-- ISTRUZIONI E REQUISITI --
Filtra i record e riporta ogni riga che contiene la parola "awning".

------ DATI FORNITI ------

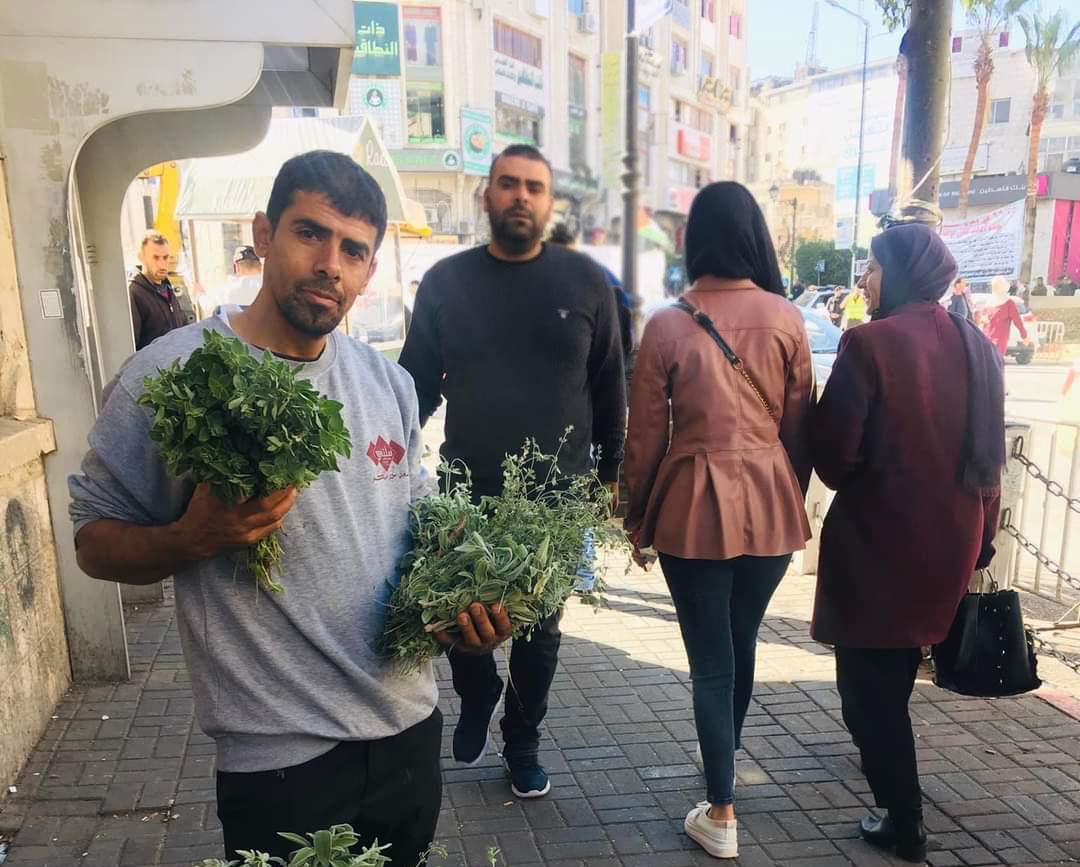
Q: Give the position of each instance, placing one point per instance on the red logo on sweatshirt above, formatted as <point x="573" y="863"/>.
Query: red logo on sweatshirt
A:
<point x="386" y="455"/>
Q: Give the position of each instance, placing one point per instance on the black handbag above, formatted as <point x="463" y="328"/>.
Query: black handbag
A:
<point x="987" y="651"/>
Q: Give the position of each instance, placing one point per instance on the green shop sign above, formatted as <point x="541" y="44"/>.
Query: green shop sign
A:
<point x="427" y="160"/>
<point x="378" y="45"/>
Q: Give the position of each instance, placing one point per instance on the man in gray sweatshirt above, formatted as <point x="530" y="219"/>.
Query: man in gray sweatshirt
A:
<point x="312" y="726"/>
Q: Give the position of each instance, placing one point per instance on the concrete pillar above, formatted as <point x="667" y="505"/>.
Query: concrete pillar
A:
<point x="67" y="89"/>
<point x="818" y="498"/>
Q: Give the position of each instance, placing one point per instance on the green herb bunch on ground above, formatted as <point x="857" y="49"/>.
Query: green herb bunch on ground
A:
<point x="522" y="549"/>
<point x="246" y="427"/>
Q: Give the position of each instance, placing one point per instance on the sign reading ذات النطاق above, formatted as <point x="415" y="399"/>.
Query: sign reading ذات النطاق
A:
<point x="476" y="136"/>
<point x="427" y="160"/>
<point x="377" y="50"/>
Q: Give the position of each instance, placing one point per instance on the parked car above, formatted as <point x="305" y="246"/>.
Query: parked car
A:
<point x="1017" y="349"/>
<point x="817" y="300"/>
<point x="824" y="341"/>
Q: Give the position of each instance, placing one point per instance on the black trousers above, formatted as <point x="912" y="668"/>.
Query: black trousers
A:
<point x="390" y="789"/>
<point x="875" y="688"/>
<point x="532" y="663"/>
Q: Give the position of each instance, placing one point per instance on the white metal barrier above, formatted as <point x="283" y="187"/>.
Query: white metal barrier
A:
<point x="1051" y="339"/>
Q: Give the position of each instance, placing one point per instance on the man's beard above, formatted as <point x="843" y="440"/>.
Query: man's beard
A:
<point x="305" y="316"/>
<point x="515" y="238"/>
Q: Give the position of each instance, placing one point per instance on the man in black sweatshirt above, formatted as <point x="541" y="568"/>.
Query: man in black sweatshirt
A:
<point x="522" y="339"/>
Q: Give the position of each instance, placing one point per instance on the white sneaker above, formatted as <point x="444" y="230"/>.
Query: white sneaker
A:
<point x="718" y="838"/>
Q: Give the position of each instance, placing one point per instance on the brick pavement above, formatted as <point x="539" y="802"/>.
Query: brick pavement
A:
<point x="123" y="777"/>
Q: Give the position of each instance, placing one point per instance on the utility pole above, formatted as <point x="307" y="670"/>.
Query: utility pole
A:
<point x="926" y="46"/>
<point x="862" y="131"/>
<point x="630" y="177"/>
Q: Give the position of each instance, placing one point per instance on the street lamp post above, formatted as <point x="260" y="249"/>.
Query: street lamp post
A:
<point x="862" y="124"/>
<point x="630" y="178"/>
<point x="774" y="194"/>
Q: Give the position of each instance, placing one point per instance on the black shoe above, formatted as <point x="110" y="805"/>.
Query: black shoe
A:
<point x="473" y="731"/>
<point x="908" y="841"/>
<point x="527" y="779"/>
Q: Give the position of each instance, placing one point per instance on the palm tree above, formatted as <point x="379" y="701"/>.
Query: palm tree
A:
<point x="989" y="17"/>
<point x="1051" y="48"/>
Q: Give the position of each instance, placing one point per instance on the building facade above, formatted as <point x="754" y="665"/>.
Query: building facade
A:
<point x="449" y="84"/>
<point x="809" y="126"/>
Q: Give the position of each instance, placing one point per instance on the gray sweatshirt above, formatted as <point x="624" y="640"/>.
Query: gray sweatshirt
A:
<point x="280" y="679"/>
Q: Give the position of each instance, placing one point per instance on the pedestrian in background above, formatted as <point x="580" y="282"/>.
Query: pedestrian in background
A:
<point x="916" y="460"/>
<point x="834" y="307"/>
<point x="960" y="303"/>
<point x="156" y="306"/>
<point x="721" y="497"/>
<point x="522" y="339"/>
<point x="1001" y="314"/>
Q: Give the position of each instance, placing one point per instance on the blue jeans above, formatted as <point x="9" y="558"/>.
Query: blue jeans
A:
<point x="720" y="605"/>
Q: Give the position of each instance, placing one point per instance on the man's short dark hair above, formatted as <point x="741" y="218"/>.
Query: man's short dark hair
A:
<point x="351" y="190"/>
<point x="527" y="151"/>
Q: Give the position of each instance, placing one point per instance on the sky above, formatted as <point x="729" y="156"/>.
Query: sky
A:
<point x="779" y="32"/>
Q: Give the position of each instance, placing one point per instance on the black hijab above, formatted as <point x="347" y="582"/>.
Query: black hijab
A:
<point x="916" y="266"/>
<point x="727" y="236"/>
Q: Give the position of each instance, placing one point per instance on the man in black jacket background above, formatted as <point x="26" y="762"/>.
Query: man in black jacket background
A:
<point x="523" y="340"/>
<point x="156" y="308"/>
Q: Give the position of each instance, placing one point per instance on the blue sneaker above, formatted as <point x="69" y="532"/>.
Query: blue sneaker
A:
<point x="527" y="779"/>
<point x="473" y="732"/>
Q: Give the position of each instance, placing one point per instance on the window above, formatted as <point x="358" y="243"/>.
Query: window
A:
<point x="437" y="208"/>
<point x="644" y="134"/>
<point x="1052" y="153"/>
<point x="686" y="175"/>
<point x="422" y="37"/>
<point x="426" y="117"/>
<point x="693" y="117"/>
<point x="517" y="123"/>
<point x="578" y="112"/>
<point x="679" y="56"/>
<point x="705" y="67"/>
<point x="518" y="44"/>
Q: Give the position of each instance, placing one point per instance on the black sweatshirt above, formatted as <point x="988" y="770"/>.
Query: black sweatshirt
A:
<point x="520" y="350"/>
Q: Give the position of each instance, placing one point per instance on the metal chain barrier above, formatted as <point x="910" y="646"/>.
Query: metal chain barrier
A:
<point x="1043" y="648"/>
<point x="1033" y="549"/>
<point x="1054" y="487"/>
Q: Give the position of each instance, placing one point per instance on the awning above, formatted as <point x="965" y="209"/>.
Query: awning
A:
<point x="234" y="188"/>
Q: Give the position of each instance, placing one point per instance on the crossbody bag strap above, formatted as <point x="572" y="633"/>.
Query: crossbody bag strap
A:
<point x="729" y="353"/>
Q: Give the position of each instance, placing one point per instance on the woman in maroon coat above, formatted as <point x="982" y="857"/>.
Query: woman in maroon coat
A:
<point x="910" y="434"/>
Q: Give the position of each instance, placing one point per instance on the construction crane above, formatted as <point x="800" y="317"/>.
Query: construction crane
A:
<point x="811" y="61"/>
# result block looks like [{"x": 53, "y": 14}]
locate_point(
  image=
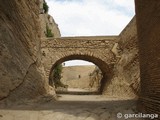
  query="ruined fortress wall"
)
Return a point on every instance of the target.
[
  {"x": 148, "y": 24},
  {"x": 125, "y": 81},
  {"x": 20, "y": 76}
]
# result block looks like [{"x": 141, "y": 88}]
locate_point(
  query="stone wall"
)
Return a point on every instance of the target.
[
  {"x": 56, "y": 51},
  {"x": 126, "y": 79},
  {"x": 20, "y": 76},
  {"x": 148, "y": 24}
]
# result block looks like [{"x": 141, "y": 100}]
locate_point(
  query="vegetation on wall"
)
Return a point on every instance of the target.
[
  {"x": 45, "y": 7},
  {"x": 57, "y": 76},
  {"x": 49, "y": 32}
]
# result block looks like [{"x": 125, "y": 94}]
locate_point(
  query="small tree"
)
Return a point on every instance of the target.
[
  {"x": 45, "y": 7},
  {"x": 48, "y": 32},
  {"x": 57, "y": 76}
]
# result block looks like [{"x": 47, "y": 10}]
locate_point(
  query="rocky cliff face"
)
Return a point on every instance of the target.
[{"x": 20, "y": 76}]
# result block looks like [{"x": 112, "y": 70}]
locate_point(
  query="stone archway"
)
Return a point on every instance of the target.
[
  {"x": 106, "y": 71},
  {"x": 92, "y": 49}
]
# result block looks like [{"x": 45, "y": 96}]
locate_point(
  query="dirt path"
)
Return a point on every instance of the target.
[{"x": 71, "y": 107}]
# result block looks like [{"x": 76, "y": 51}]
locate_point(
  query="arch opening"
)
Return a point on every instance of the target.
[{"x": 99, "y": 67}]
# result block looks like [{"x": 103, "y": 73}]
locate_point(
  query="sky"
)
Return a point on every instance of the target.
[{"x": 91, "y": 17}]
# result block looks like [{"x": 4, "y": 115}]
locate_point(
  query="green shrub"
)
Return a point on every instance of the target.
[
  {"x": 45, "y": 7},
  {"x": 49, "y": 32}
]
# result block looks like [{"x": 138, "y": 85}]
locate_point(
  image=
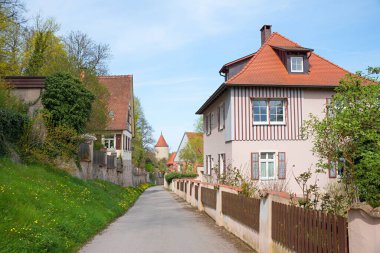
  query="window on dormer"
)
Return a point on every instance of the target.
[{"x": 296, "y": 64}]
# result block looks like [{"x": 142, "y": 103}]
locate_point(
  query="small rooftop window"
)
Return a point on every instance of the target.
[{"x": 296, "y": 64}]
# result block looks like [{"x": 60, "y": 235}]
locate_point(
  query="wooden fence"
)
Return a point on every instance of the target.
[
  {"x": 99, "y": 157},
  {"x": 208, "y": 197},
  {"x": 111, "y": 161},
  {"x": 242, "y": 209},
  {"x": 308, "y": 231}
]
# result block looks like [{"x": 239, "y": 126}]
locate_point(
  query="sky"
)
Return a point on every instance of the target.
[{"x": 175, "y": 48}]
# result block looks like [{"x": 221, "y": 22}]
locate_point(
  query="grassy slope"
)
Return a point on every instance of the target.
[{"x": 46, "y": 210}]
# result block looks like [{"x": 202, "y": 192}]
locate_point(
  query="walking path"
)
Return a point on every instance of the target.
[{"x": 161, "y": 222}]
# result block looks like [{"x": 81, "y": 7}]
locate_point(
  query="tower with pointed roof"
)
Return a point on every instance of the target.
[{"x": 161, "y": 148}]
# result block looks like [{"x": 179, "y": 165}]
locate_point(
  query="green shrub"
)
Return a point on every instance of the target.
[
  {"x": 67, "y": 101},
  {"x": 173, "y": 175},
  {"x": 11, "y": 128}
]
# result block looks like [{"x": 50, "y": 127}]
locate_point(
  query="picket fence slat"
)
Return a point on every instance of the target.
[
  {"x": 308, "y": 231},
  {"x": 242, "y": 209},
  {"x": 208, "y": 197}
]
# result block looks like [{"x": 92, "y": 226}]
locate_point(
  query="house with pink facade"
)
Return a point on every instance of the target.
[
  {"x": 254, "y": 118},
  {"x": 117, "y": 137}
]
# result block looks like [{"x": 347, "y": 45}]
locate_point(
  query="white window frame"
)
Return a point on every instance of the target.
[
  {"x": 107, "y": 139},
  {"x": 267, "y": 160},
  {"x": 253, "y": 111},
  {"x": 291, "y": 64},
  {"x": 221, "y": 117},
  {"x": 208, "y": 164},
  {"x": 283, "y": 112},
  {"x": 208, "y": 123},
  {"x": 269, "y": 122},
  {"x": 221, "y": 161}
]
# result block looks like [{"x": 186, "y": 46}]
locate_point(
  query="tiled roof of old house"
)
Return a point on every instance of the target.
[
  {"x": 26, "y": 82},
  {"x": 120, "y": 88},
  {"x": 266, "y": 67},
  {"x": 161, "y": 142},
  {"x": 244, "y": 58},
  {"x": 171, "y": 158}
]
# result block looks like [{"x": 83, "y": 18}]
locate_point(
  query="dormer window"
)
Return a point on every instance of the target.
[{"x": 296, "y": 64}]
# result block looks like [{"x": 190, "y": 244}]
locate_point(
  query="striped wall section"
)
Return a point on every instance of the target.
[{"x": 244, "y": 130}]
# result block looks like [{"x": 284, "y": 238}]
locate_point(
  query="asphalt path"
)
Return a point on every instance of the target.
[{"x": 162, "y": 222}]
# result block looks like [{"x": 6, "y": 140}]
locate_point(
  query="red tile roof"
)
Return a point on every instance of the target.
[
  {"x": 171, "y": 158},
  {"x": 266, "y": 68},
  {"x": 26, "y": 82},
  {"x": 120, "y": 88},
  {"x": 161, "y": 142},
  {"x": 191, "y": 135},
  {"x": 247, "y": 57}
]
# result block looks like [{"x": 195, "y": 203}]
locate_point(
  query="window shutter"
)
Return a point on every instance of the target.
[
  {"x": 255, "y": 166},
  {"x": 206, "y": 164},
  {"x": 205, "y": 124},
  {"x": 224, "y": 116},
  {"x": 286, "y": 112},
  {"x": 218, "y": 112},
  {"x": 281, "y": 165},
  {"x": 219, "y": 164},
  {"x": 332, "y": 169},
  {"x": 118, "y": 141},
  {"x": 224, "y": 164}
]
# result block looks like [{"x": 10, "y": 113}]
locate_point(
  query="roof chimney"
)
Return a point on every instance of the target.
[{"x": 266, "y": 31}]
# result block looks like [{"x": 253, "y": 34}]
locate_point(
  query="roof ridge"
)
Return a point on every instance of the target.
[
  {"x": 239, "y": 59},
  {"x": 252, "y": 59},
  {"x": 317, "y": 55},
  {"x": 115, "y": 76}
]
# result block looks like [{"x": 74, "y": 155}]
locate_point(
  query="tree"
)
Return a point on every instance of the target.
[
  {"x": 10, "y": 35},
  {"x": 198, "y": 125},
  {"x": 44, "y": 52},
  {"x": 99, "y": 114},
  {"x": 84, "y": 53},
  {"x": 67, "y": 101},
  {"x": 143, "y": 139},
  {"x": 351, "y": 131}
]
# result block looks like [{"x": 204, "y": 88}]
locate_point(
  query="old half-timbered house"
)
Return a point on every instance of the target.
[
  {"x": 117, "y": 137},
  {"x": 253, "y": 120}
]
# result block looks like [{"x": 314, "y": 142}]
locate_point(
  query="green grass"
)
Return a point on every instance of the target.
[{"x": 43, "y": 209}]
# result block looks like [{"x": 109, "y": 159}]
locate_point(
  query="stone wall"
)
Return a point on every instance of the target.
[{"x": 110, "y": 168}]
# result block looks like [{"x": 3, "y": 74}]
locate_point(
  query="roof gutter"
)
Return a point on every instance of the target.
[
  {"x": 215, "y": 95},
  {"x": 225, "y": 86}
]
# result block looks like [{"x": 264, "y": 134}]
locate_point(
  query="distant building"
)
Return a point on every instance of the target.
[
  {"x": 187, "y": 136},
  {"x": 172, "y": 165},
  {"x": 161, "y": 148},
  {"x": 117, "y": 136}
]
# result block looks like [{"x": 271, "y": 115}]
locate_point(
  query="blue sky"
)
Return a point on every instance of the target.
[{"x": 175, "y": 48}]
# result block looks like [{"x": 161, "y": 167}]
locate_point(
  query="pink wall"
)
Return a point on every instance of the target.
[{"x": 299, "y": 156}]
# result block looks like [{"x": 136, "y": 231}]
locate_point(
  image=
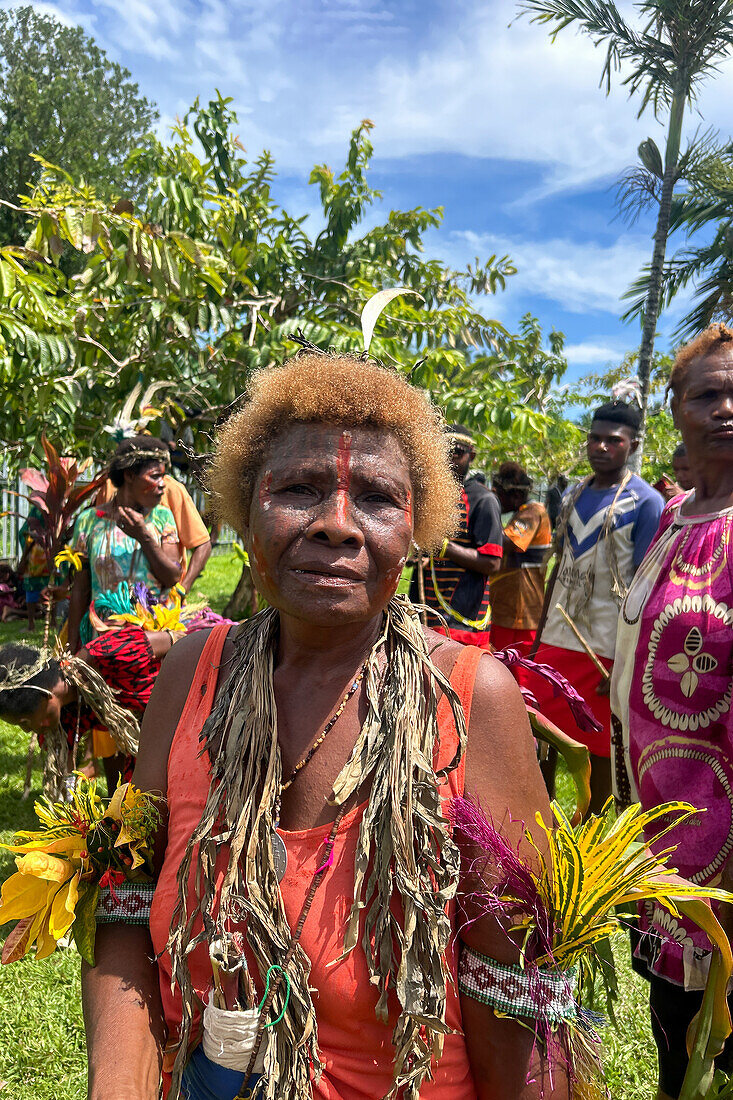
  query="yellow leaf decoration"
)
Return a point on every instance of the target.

------

-- RISPOSTA FINALE --
Q: Give the position of each instance, placing one point per instance on the awning above, formatted as <point x="965" y="209"/>.
Query: awning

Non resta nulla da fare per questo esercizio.